DENTON, MD., OCT. 26 -- It seemed like a formula for disaster: A small conservative town on Maryland's rural Eastern Shore was asked to accept into public school a 5-year-old boy infected with the virus that causes AIDS.

But disaster did not strike, fear has not run rampant and houses were not burned, as has happened in other areas. Denton, and Denton Elementary School, took the child and showed "the basic good in people," the boy's mother says.

Officials here credit a public education effort with helping to achieve the positive outcome.

This year, the youngster tested positive for HIV, the virus that causes acquired immune deficiency syndrome. A mild hemophiliac who apparently contracted the virus during a blood transfusion, he has been hospitalized once for symptoms of AIDS-related complex, a sign that the disease has started to attack his immune system.

Unlike parents of HIV-positive children in other areas, David's mother made a point of telling the Caroline County school system she intended to enroll her son at Denton Elementary. She says she simply believed other parents as well as the system "had a right to know."

"Panic is a good word for how we felt -- this had never happened to us before and we never expected it to happen to us so soon," said Dr. John A. Grant, the county health officer.

"Our hearts went out to her. She simply alternated between extreme courage, saying things like 'Denton is going to show this country how to deal with AIDS,' and then she'd be holding back her tears and saying, 'What if they don't accept him?' "

Both the school system and health department had planned for the possibility of enrolling an HIV-positive pupil. A committee reviewed David's case, determining he didn't represent a threat to his classmates because he had full control of his bowel and bladder, his hemophilia was mild, and he was not an aggressive child who would likely bite or scratch others.

Grant and Superintendent William R. Ecker agreed to let him enroll.

"In many ways it was a very easy decision," said Ecker. "The real challenge was going to be in educating people."

They decided to hold a public meeting sponsored by the PTA. Although Grant feared the worst, the 300 people who attended conducted themselves calmly.

"By the end of the evening," Grant said, "people were making speeches defending why the kid should attend school. It was incredible. It was the most positive outcome of a potentially dangerous situation I have ever seen."

Few of his fellow kindergartners seem to be aware that there is anything different about him, other than the small canvas pouch he wears strapped under his arm. The pouch contains a mechanism that supplies his body with the drug AZT, which has been shown to extend the lives of people with AIDS.

One child was pulled from the boy's class of 90. School officials attribute the acceptance of the child to Grant's education program, David's mother's openness and the support of teachers and administrators, as well as sensitive coverage by the local newspaper.

Despite the good reception for the child, there is still some opposition in the community, Grant said.

"I don't think anybody is happy about it," said one parent. "I just decided to let it go at this point. Next year, I hope she {my daughter} is not in the same classroom."

On the whole, however, David's mother is grateful for how well things have worked out, and appreciative of those neighbors who sometimes leave groceries at her door when money is running low.

"The whole thing has just been so ideal. It's something this whole community should be proud of," she said.
◆ ◆ ◆ ◆
■ **Work item A**
From the article about the Denton school, copy the part that opens with the words containing "DENTON, MD., OCT." and closes with "his immune system.".
■ **Work item B**
According to the article about the Denton school, why did the committee decide that the boy posed no threat to his classmates? Answer in one to three sentences.
■ **Work item C**
Does each statement agree with the article about the Denton school? Answer yes or no, and quote the words that decide it.
(i) The boy apparently got the virus from a blood transfusion.
(ii) The people at the public meeting behaved badly.
(iii) Several children were taken out of the boy's class.
◆ ◆ ◆ ◆
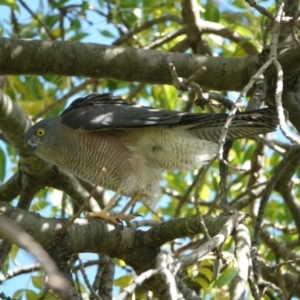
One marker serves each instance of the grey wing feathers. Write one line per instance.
(96, 112)
(105, 111)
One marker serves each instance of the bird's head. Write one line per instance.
(42, 137)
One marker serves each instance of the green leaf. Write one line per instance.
(18, 295)
(37, 282)
(227, 275)
(124, 280)
(31, 295)
(11, 3)
(2, 165)
(106, 33)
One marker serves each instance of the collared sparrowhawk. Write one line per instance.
(135, 143)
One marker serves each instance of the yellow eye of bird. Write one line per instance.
(40, 132)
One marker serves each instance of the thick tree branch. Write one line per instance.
(128, 64)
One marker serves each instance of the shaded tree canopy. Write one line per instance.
(228, 230)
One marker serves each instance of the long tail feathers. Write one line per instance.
(245, 124)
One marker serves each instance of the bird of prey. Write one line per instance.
(135, 143)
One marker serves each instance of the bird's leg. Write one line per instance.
(121, 215)
(104, 213)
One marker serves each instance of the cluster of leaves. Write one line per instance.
(156, 25)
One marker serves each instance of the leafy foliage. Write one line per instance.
(159, 25)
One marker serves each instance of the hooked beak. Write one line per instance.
(31, 143)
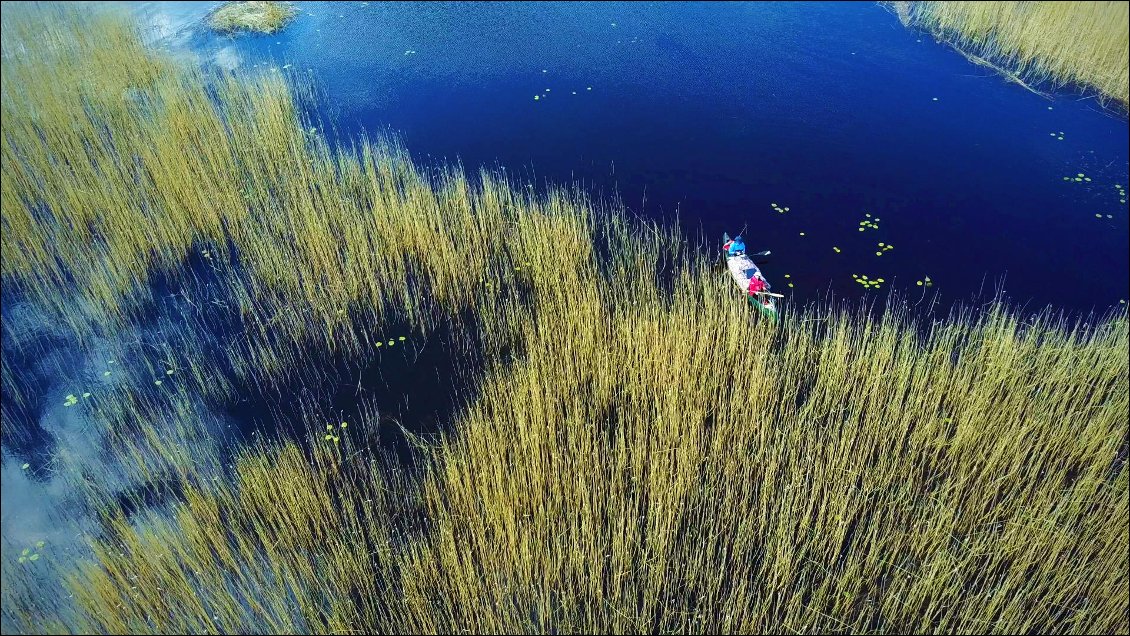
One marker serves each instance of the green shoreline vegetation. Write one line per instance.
(1059, 43)
(255, 16)
(636, 458)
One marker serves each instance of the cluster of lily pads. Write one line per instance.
(546, 94)
(26, 554)
(329, 432)
(868, 282)
(391, 342)
(71, 400)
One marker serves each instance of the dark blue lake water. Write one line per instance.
(716, 112)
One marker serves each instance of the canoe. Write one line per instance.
(742, 269)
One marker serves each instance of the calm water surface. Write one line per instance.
(714, 112)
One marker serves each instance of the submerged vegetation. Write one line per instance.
(634, 455)
(1055, 43)
(254, 16)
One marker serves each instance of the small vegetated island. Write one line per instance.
(253, 16)
(1043, 44)
(622, 455)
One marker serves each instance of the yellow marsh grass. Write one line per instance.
(648, 461)
(1085, 43)
(254, 16)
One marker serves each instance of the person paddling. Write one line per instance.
(735, 247)
(757, 285)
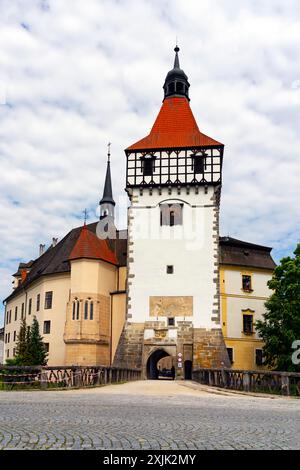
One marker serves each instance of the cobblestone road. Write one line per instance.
(146, 415)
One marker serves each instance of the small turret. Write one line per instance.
(107, 203)
(176, 83)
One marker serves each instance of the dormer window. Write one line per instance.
(171, 214)
(199, 162)
(148, 165)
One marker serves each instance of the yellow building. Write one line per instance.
(245, 269)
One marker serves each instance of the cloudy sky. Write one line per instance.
(77, 74)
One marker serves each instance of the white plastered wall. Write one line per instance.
(189, 248)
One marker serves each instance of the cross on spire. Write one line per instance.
(85, 216)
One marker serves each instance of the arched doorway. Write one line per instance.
(188, 369)
(154, 358)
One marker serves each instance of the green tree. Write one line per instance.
(21, 357)
(280, 326)
(36, 348)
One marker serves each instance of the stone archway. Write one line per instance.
(151, 365)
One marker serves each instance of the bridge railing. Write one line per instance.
(17, 377)
(283, 383)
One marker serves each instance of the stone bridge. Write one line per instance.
(147, 415)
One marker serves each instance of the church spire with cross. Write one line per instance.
(107, 203)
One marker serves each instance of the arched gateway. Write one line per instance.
(152, 371)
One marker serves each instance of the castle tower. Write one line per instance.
(173, 181)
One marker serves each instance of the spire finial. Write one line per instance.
(176, 62)
(85, 216)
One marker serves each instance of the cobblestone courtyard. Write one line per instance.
(146, 415)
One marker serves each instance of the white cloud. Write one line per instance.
(75, 75)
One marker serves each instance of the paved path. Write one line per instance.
(146, 415)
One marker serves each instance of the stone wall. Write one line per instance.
(130, 348)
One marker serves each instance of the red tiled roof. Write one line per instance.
(175, 126)
(88, 245)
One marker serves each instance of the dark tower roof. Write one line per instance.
(107, 193)
(176, 83)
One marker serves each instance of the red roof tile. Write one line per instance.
(175, 126)
(89, 246)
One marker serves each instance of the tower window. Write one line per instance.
(179, 87)
(48, 300)
(230, 354)
(199, 162)
(248, 324)
(86, 308)
(171, 87)
(246, 283)
(47, 327)
(171, 214)
(38, 301)
(148, 165)
(258, 357)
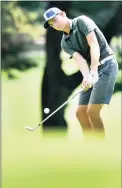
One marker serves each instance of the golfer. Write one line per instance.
(83, 41)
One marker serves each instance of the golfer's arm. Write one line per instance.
(94, 50)
(82, 64)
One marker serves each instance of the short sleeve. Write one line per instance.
(85, 25)
(68, 50)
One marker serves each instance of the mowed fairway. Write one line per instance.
(55, 160)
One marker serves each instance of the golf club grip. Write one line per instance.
(61, 106)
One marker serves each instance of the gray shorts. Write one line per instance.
(102, 91)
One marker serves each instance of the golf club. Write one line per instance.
(32, 129)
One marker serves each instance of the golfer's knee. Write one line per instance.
(80, 112)
(92, 112)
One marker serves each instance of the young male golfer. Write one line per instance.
(83, 41)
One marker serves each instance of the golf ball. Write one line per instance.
(46, 110)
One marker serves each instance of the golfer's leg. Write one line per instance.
(82, 116)
(81, 112)
(95, 118)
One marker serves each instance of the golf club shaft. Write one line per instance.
(60, 107)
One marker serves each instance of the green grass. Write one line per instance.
(30, 159)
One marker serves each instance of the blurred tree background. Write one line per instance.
(25, 44)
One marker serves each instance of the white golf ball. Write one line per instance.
(46, 110)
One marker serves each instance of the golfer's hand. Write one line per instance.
(85, 84)
(90, 80)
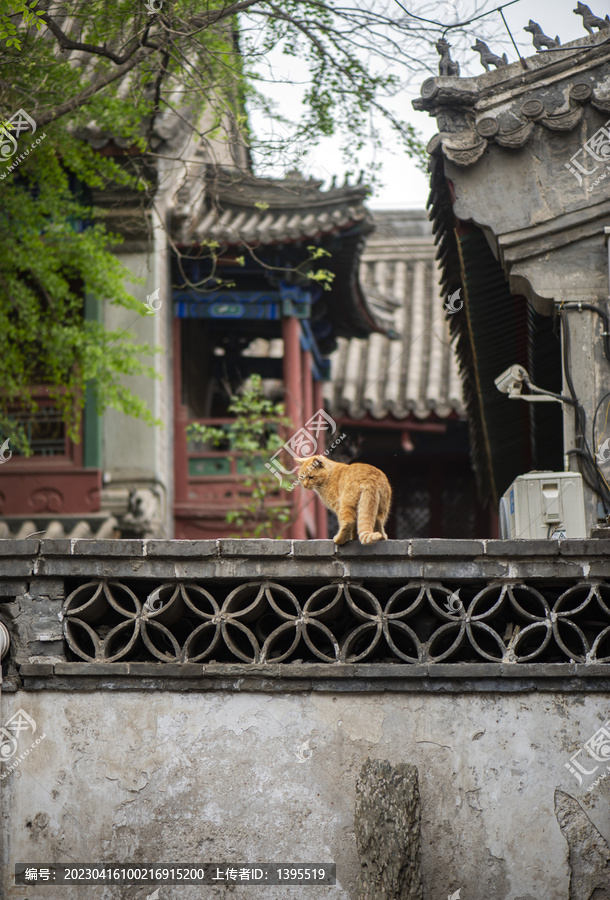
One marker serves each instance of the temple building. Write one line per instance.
(520, 203)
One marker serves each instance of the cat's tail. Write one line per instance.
(367, 514)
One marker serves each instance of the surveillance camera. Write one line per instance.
(511, 381)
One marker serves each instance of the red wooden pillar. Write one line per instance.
(321, 514)
(180, 420)
(291, 334)
(311, 499)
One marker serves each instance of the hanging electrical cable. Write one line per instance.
(588, 463)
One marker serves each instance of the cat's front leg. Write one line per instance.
(347, 525)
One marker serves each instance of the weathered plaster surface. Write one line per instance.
(162, 776)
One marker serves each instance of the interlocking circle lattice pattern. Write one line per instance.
(266, 622)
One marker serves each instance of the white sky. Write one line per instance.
(404, 185)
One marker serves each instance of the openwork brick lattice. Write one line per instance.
(265, 622)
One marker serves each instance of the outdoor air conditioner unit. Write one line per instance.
(543, 505)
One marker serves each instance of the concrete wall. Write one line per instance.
(159, 762)
(218, 777)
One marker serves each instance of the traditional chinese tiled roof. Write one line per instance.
◆ ◆ ◆ ◆
■ **Written reply A**
DENTON, MD., OCT. 26 -- It seemed like a formula for disaster: A small conservative town on Maryland's rural Eastern Shore was asked to accept into public school a 5-year-old boy infected with the virus that causes AIDS.

But disaster did not strike, fear has not run rampant and houses were not burned, as has happened in other areas. Denton, and Denton Elementary School, took the child and showed "the basic good in people," the boy's mother says.

Officials here credit a public education effort with helping to achieve the positive outcome.

This year, the youngster tested positive for HIV, the virus that causes acquired immune deficiency syndrome. A mild hemophiliac who apparently contracted the virus during a blood transfusion, he has been hospitalized once for symptoms of AIDS-related complex, a sign that the disease has started to attack his immune system.

■ **Written reply B**
The committee found that he had full control of his bowel and bladder and that his hemophilia was mild. It also judged that he was not an aggressive child likely to bite or scratch others.

■ **Written reply C**
(i) Yes: "A mild hemophiliac who apparently contracted the virus during a blood transfusion"
(ii) No: "the 300 people who attended conducted themselves calmly"
(iii) No: "One child was pulled from the boy's class of 90."